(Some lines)

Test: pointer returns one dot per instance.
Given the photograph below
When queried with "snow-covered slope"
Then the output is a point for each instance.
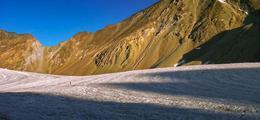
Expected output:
(230, 91)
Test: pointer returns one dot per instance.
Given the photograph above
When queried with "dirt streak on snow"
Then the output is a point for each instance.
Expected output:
(203, 92)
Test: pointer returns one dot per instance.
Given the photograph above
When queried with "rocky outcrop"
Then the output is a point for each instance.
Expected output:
(159, 36)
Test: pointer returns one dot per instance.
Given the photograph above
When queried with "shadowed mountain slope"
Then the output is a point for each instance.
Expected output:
(158, 36)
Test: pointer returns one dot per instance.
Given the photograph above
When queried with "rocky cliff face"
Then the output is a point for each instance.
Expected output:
(169, 33)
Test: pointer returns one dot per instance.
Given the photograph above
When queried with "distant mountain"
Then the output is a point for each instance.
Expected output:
(169, 33)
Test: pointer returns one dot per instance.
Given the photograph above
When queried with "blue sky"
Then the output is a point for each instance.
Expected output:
(53, 21)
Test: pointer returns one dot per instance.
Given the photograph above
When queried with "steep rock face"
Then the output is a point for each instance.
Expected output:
(15, 48)
(158, 36)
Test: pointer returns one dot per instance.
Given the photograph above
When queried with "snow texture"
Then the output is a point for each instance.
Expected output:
(229, 91)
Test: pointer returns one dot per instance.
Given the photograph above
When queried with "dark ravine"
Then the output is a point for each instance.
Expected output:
(170, 31)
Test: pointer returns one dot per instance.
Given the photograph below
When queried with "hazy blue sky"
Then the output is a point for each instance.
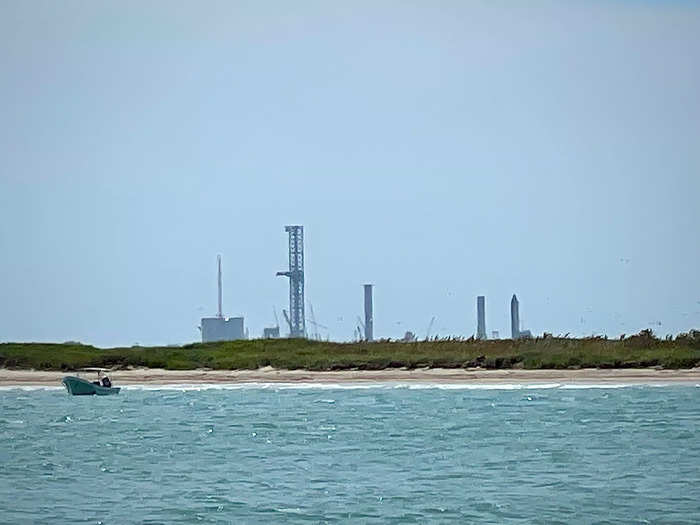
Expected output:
(440, 150)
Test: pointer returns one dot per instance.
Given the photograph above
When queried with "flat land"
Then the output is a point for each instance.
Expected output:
(433, 376)
(300, 359)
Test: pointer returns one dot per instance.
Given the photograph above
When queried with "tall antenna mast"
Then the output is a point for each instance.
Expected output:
(218, 259)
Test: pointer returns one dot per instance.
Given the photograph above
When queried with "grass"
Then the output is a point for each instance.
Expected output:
(641, 350)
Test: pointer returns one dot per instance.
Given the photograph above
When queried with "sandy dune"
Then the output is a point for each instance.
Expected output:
(453, 376)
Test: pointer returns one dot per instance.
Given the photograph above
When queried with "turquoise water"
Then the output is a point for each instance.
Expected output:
(362, 455)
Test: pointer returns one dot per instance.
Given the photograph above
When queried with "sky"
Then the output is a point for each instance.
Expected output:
(440, 150)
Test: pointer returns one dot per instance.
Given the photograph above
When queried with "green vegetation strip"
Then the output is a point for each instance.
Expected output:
(641, 350)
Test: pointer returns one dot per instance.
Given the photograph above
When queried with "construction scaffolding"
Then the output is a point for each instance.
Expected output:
(297, 322)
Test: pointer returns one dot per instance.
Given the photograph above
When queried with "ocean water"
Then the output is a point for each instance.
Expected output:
(387, 454)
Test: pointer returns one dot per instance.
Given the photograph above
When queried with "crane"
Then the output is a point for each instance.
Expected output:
(286, 318)
(361, 328)
(430, 327)
(312, 320)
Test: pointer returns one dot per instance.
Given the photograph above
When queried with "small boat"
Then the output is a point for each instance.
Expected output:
(78, 386)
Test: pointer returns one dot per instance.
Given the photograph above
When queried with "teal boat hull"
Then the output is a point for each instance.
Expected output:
(78, 386)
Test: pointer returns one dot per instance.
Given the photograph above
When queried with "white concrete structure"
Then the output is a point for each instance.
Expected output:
(222, 329)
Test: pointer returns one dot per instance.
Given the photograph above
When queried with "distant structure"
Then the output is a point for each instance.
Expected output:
(481, 317)
(515, 317)
(296, 320)
(369, 315)
(271, 333)
(219, 328)
(516, 332)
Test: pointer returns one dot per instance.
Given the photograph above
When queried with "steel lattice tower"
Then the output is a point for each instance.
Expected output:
(297, 323)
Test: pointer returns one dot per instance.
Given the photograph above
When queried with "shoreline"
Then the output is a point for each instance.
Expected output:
(459, 376)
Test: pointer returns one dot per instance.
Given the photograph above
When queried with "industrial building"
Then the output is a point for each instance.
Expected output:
(296, 318)
(369, 314)
(481, 317)
(272, 332)
(516, 332)
(514, 318)
(221, 328)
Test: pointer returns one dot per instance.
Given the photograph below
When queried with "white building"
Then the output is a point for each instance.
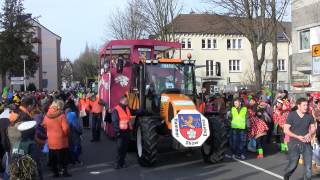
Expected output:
(47, 47)
(305, 34)
(213, 43)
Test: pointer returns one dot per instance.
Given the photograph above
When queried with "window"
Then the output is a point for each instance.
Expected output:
(234, 65)
(239, 43)
(269, 65)
(203, 44)
(214, 41)
(183, 43)
(234, 43)
(209, 45)
(228, 43)
(305, 40)
(189, 43)
(218, 68)
(281, 65)
(209, 67)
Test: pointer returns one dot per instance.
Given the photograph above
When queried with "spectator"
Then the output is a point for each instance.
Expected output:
(57, 131)
(300, 127)
(26, 146)
(74, 136)
(239, 126)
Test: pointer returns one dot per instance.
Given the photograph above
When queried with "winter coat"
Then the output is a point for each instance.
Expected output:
(75, 128)
(57, 127)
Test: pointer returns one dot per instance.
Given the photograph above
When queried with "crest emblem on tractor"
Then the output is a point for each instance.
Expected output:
(190, 128)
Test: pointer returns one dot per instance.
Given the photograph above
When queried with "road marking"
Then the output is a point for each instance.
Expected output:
(259, 168)
(165, 167)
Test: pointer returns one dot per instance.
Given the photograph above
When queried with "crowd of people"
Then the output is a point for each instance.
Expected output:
(257, 119)
(37, 125)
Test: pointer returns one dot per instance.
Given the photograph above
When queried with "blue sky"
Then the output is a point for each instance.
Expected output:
(83, 21)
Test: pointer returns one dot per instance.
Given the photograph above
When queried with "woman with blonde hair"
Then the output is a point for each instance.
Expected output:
(56, 124)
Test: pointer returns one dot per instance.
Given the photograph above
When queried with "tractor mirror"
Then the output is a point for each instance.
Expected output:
(120, 65)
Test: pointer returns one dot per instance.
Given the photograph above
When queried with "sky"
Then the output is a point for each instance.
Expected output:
(81, 22)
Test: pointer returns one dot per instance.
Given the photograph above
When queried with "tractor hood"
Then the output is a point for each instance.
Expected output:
(171, 104)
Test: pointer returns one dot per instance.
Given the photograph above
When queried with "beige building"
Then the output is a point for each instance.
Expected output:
(305, 33)
(48, 48)
(223, 56)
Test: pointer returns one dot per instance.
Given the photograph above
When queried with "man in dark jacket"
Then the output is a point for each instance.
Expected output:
(28, 104)
(121, 122)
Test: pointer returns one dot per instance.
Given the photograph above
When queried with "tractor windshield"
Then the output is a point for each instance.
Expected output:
(166, 76)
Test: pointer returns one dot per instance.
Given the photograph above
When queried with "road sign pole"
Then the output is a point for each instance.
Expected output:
(24, 75)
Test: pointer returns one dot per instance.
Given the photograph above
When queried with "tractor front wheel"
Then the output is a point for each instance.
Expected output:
(147, 140)
(214, 148)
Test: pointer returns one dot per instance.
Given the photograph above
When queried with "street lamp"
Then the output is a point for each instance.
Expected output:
(24, 58)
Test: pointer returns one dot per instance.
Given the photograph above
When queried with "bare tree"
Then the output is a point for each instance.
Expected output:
(277, 12)
(87, 65)
(252, 19)
(159, 16)
(128, 23)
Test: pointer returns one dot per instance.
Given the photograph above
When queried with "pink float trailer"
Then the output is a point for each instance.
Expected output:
(161, 90)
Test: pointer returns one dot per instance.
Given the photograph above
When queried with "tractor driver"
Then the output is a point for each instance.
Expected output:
(121, 118)
(152, 94)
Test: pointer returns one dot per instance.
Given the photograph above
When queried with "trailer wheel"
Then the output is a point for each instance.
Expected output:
(147, 140)
(214, 148)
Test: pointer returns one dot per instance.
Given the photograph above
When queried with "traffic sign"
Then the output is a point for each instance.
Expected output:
(17, 82)
(16, 78)
(316, 65)
(316, 50)
(190, 128)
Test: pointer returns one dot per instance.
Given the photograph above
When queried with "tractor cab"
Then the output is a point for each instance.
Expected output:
(160, 87)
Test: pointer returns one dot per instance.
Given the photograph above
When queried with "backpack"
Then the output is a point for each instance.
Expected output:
(21, 148)
(22, 166)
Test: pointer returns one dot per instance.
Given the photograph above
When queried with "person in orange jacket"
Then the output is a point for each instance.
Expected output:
(121, 117)
(84, 111)
(57, 127)
(96, 106)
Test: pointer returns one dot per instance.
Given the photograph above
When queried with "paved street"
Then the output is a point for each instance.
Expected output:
(98, 164)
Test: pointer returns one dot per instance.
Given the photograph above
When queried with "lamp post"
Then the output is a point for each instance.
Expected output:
(24, 58)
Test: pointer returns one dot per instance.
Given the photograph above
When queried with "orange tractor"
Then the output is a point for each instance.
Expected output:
(161, 91)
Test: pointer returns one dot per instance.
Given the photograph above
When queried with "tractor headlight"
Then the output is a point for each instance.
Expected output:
(186, 62)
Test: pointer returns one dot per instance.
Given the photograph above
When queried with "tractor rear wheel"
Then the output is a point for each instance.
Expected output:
(214, 148)
(147, 140)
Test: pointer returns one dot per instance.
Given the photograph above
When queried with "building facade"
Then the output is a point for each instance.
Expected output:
(46, 45)
(223, 56)
(48, 48)
(305, 34)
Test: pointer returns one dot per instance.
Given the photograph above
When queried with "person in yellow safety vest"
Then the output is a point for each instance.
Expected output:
(96, 105)
(121, 117)
(239, 125)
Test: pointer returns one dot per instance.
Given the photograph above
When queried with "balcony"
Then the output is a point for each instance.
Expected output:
(212, 76)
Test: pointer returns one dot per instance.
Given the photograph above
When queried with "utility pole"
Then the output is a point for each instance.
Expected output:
(24, 58)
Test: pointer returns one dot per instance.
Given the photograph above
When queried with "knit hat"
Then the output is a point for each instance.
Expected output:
(27, 125)
(57, 104)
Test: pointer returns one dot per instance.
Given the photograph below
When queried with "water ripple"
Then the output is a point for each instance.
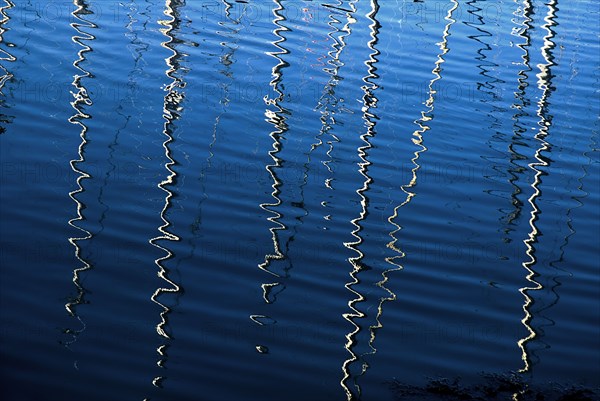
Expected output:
(539, 168)
(172, 110)
(81, 99)
(5, 55)
(370, 119)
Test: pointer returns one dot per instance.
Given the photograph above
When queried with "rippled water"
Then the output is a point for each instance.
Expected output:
(297, 200)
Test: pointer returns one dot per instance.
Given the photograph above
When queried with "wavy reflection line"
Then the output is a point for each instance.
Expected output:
(328, 103)
(80, 100)
(520, 105)
(5, 55)
(172, 110)
(538, 168)
(370, 119)
(277, 118)
(418, 140)
(227, 60)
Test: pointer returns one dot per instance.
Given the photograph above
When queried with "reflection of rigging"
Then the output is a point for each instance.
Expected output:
(423, 124)
(328, 102)
(5, 55)
(172, 110)
(81, 99)
(233, 26)
(369, 102)
(538, 168)
(5, 74)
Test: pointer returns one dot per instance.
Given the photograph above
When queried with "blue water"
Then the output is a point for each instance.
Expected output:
(297, 200)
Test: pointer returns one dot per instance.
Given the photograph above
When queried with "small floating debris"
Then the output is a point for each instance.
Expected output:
(263, 320)
(262, 349)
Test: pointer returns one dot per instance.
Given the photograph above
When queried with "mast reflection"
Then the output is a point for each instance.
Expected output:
(538, 167)
(370, 100)
(5, 55)
(328, 102)
(277, 116)
(81, 99)
(172, 110)
(423, 124)
(5, 74)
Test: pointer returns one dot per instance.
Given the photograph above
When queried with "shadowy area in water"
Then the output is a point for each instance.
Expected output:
(491, 388)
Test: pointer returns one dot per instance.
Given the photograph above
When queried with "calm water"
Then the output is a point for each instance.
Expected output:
(297, 200)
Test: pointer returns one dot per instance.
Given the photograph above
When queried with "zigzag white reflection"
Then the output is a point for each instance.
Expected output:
(545, 122)
(417, 139)
(81, 99)
(278, 119)
(171, 111)
(370, 119)
(4, 55)
(328, 102)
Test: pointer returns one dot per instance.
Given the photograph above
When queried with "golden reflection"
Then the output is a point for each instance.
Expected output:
(417, 139)
(5, 55)
(81, 99)
(172, 110)
(521, 103)
(277, 117)
(369, 102)
(537, 167)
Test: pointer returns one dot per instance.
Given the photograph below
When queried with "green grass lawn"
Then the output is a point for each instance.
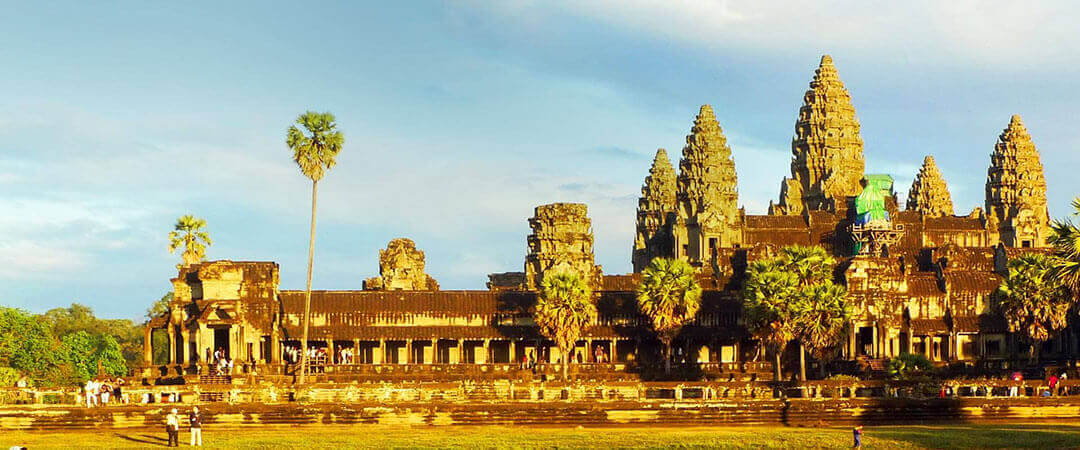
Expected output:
(383, 436)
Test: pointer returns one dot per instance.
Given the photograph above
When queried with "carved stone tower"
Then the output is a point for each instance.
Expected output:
(707, 193)
(827, 159)
(401, 268)
(1016, 189)
(929, 193)
(657, 202)
(562, 241)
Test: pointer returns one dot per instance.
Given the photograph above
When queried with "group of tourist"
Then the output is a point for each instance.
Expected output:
(173, 427)
(223, 364)
(345, 355)
(100, 392)
(316, 357)
(599, 356)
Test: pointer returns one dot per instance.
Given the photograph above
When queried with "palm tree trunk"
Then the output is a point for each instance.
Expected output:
(775, 365)
(566, 362)
(802, 363)
(667, 357)
(307, 294)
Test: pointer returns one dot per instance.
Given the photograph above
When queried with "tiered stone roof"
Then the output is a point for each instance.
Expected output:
(1016, 188)
(562, 241)
(657, 201)
(929, 194)
(706, 179)
(827, 148)
(401, 268)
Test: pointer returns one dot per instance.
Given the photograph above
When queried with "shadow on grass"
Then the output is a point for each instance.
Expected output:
(982, 436)
(158, 440)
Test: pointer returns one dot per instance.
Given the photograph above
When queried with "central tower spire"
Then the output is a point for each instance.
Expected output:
(827, 160)
(707, 193)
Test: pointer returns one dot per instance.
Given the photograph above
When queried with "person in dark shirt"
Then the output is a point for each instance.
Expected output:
(196, 419)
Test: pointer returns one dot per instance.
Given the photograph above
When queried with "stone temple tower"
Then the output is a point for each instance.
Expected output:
(827, 159)
(655, 209)
(1016, 189)
(562, 241)
(706, 192)
(929, 193)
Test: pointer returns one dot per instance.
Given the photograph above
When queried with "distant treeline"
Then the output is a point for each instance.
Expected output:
(66, 345)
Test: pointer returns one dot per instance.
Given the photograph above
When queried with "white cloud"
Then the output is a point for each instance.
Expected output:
(994, 33)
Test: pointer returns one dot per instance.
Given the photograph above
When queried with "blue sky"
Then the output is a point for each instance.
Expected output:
(460, 118)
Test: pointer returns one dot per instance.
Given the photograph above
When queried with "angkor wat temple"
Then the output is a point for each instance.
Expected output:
(921, 283)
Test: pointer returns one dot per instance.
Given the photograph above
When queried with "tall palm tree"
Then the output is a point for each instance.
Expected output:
(670, 296)
(811, 264)
(768, 297)
(564, 310)
(812, 267)
(821, 313)
(1033, 303)
(1065, 237)
(314, 152)
(189, 233)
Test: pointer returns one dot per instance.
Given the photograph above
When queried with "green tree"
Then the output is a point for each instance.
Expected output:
(160, 307)
(314, 152)
(768, 294)
(189, 234)
(1034, 304)
(77, 349)
(812, 268)
(109, 356)
(78, 317)
(821, 314)
(26, 343)
(1065, 237)
(564, 310)
(670, 297)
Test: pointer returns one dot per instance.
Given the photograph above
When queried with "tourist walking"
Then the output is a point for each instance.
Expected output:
(196, 420)
(118, 391)
(105, 391)
(173, 427)
(89, 393)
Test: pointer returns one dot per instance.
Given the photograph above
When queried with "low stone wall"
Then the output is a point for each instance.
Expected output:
(795, 412)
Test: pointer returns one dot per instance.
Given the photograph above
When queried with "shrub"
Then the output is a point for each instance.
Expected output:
(908, 366)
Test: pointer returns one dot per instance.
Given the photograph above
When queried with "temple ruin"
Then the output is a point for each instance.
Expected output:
(920, 277)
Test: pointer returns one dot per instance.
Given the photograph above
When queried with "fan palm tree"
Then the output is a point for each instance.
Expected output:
(811, 264)
(1065, 237)
(812, 267)
(314, 152)
(821, 313)
(768, 296)
(564, 310)
(189, 233)
(1033, 303)
(670, 296)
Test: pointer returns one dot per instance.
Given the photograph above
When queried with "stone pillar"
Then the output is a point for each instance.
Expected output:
(429, 352)
(172, 343)
(877, 344)
(275, 348)
(148, 345)
(202, 340)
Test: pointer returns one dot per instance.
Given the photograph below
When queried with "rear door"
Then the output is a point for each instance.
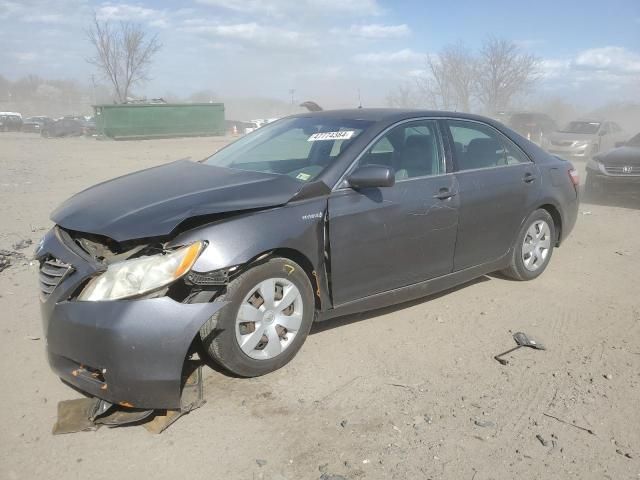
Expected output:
(498, 184)
(386, 238)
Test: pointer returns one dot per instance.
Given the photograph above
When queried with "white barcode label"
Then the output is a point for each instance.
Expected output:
(344, 135)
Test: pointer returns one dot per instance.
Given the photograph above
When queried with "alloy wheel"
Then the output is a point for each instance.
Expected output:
(269, 318)
(536, 245)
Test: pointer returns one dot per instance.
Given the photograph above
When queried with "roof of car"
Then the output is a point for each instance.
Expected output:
(388, 114)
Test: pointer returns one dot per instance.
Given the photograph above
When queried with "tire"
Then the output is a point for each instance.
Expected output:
(529, 263)
(275, 345)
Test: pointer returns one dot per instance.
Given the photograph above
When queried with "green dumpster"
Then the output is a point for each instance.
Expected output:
(157, 120)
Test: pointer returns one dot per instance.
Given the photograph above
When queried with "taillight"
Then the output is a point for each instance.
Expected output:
(575, 178)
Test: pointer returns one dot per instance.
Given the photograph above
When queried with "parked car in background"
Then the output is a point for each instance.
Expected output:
(617, 169)
(64, 127)
(536, 127)
(10, 122)
(35, 124)
(89, 127)
(310, 217)
(581, 139)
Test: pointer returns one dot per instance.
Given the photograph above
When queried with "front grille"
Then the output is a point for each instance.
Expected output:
(622, 169)
(52, 271)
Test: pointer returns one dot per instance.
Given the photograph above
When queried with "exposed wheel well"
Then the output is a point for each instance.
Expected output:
(306, 265)
(557, 220)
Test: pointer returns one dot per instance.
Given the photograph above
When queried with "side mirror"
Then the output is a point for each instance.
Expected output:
(368, 176)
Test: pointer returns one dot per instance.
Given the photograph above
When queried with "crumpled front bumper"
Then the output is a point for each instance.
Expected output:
(127, 352)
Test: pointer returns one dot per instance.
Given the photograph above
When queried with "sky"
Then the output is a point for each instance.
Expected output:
(331, 51)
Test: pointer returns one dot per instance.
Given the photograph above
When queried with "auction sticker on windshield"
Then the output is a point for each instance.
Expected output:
(344, 135)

• What needs to be done:
Select every line above that includes the word "rocky", paying attention to case, and copy each of those lines.

• Response:
When queried with "rocky outcrop"
When queried with "rocky cliff face"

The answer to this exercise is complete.